::: Text shown

Prediction of alternative splicing patterns. This plot shows both the predicted gene structure and alternative splicing patterns for D6S52E gene (NM_004639, HLA-B associated transcript-3). The reference gene structure is displayed in the first level. The predicted gene structure is shown in the second level. TAP detected nine alternative splice pairs by comparing with the reference gene structure. Sorted by the start coordinates, these are 20211–20855 (AW408054.1), 23432–23880 (AL046298.1), 23954–24805 (AL046298.1), 27064–33110 (AW182608.1), 27684–28653 (AL041773.1), 28105–28216 (AW380963.1), 28323–28436 (AW380963.1), 31988–32327 (AI024684), and 32434–33407 (AI024684). For each splice pair, one of the EST carriers is denoted in parentheses.

Figure 3

An example of conserved alternative splicing pattern. Shown here is a conserved exon skipping event at the 3′ end of RPN2 gene (NM_002951). The reference gene structure is displayed in the top level. The alternative splice pairs predicted from human ESTs, 76969–78662 and 78709–81563, are shown in the second level. We found that both the reference and alternative patterns were conserved. The mouse ESTs were aligned to the human genomic template using sim4. Each aligned block has ± 88% identity. The graphic plot was modified to illustrate these alignments. In the third level, the alignment of EST AI154341 shows the same pattern as the reference gene structure. In the bottom level, the alignment of EST AA038525 displays the alternative splicing pattern.

::::::

_Work instructions_
1. Say whether each statement agrees with the figure legends above, answering yes or no and quoting the deciding words. (a) TAP detected nine alternative splice pairs for the D6S52E gene. (b) The mouse ESTs were aligned to the human genomic template using BLAST. (c) In the RPN2 example, the reference gene structure is displayed in the bottom level.
2. Output, word for word, the part of the figure legends above that opens with the words containing "An example of" and closes with "the alternative splicing pattern.".
3. According to the figure legends above, where is the conserved exon skipping event located?

::: Supplied data

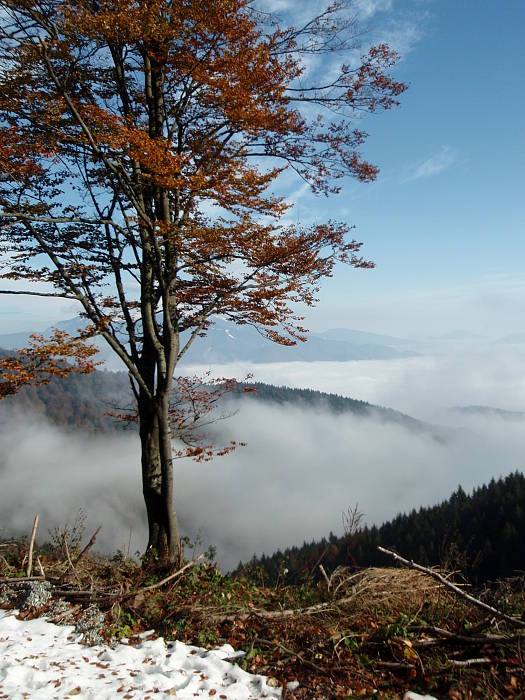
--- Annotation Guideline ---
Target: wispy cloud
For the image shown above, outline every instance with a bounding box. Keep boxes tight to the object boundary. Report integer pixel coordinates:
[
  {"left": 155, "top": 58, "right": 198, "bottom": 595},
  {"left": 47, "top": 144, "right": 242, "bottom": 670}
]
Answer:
[
  {"left": 405, "top": 146, "right": 458, "bottom": 182},
  {"left": 355, "top": 0, "right": 394, "bottom": 19}
]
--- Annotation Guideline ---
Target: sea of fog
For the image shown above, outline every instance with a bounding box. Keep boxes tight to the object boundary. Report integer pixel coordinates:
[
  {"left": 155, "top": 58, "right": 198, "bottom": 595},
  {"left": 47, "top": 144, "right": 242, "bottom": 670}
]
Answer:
[{"left": 0, "top": 346, "right": 525, "bottom": 569}]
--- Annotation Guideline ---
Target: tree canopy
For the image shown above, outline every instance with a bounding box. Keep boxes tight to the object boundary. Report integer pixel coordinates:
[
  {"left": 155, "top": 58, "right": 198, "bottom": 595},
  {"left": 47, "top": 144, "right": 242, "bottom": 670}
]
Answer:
[{"left": 0, "top": 0, "right": 406, "bottom": 558}]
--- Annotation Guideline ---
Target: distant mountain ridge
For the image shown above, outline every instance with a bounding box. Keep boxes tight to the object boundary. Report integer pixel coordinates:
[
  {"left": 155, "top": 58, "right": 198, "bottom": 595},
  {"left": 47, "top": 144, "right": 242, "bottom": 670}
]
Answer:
[
  {"left": 0, "top": 351, "right": 442, "bottom": 441},
  {"left": 0, "top": 317, "right": 418, "bottom": 369}
]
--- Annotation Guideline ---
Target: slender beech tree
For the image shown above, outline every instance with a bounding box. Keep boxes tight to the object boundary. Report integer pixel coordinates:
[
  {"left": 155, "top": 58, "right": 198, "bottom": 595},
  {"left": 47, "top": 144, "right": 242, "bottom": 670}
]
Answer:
[{"left": 0, "top": 0, "right": 405, "bottom": 564}]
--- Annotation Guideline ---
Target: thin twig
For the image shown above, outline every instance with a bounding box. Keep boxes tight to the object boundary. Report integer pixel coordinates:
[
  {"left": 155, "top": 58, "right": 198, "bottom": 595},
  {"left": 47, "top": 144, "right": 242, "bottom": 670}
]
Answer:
[
  {"left": 26, "top": 514, "right": 40, "bottom": 578},
  {"left": 73, "top": 525, "right": 100, "bottom": 566},
  {"left": 378, "top": 547, "right": 525, "bottom": 627},
  {"left": 113, "top": 554, "right": 204, "bottom": 600},
  {"left": 319, "top": 564, "right": 331, "bottom": 590},
  {"left": 448, "top": 656, "right": 497, "bottom": 668},
  {"left": 257, "top": 637, "right": 329, "bottom": 674}
]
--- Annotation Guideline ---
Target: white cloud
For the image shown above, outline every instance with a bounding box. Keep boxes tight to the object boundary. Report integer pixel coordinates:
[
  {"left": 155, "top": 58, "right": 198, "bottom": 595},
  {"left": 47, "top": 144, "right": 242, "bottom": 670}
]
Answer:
[
  {"left": 0, "top": 347, "right": 525, "bottom": 568},
  {"left": 405, "top": 146, "right": 458, "bottom": 182},
  {"left": 354, "top": 0, "right": 394, "bottom": 20}
]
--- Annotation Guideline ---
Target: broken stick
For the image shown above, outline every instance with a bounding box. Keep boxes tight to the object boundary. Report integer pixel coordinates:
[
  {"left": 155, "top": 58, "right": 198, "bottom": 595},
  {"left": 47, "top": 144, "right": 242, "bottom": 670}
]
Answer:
[
  {"left": 26, "top": 515, "right": 40, "bottom": 578},
  {"left": 378, "top": 547, "right": 525, "bottom": 628}
]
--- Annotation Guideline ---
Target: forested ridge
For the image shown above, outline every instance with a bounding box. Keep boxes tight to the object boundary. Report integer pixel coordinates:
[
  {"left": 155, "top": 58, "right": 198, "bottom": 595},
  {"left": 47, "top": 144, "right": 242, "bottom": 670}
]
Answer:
[
  {"left": 0, "top": 351, "right": 434, "bottom": 438},
  {"left": 239, "top": 471, "right": 525, "bottom": 585}
]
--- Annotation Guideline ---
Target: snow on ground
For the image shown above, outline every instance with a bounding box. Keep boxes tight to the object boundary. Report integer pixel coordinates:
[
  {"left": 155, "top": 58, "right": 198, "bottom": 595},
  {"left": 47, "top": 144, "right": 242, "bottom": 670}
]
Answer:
[
  {"left": 0, "top": 610, "right": 435, "bottom": 700},
  {"left": 0, "top": 610, "right": 281, "bottom": 700}
]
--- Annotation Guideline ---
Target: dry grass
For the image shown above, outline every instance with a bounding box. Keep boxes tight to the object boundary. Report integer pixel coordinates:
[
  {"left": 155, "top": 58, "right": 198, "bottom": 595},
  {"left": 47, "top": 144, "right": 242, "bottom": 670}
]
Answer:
[{"left": 330, "top": 567, "right": 455, "bottom": 615}]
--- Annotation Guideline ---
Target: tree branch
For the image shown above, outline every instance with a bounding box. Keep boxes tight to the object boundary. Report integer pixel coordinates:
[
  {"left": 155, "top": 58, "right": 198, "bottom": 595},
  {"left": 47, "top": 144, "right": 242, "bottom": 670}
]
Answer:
[{"left": 378, "top": 547, "right": 525, "bottom": 627}]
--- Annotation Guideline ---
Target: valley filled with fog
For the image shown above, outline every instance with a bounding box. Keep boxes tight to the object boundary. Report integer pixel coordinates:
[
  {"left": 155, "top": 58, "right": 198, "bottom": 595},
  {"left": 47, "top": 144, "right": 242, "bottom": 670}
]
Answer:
[{"left": 0, "top": 343, "right": 525, "bottom": 569}]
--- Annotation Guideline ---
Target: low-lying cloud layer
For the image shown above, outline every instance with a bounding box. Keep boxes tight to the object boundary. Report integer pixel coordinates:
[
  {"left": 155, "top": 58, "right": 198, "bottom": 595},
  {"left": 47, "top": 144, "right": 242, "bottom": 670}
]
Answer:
[{"left": 0, "top": 353, "right": 525, "bottom": 569}]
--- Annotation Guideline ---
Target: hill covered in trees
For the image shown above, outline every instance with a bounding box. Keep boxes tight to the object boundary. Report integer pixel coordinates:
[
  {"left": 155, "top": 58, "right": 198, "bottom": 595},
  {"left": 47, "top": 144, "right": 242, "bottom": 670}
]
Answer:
[
  {"left": 239, "top": 472, "right": 525, "bottom": 585},
  {"left": 0, "top": 351, "right": 438, "bottom": 439}
]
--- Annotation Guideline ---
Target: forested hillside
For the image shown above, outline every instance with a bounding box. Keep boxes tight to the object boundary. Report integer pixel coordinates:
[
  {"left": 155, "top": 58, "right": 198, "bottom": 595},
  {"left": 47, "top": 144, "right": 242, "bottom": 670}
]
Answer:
[
  {"left": 0, "top": 356, "right": 438, "bottom": 439},
  {"left": 244, "top": 472, "right": 525, "bottom": 584}
]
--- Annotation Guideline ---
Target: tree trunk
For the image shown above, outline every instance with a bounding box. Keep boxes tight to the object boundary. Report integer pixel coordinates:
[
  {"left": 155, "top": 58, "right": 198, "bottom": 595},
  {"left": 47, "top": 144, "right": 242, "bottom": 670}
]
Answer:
[{"left": 139, "top": 397, "right": 180, "bottom": 567}]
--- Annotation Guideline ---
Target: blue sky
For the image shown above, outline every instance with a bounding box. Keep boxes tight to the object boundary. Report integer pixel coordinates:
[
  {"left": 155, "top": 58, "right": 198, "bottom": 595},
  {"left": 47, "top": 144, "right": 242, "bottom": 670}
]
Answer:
[
  {"left": 0, "top": 0, "right": 525, "bottom": 336},
  {"left": 290, "top": 0, "right": 525, "bottom": 335}
]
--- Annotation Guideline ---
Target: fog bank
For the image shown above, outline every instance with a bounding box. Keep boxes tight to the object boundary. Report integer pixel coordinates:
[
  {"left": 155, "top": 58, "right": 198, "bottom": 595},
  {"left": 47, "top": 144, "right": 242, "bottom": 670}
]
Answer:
[{"left": 0, "top": 354, "right": 525, "bottom": 569}]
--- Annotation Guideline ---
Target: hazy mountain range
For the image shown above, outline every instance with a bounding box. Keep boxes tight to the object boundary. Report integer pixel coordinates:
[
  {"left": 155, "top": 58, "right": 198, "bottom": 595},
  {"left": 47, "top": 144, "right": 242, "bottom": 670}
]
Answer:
[{"left": 0, "top": 317, "right": 417, "bottom": 368}]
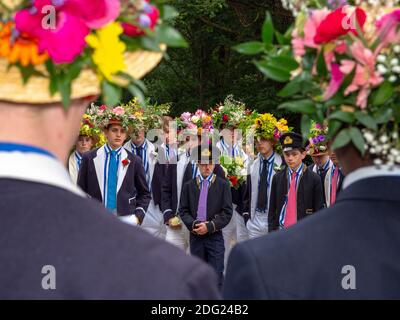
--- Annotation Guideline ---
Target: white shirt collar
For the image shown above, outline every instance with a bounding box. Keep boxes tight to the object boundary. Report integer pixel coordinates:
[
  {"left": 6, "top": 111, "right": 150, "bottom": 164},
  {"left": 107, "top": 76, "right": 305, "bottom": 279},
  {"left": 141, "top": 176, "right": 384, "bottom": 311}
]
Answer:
[
  {"left": 343, "top": 166, "right": 400, "bottom": 189},
  {"left": 0, "top": 151, "right": 86, "bottom": 197}
]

::::::

_Answers per task_
1.
(a) Yes: "TAP detected nine alternative splice pairs by comparing with the reference gene structure."
(b) No: "The mouse ESTs were aligned to the human genomic template using sim4."
(c) No: "The reference gene structure is displayed in the top level."

2.
An example of conserved alternative splicing pattern. Shown here is a conserved exon skipping event at the 3′ end of RPN2 gene (NM_002951). The reference gene structure is displayed in the top level. The alternative splice pairs predicted from human ESTs, 76969–78662 and 78709–81563, are shown in the second level. We found that both the reference and alternative patterns were conserved. The mouse ESTs were aligned to the human genomic template using sim4. Each aligned block has ± 88% identity. The graphic plot was modified to illustrate these alignments. In the third level, the alignment of EST AI154341 shows the same pattern as the reference gene structure. In the bottom level, the alignment of EST AA038525 displays the alternative splicing pattern.

3. At the 3′ end of the RPN2 gene (NM_002951).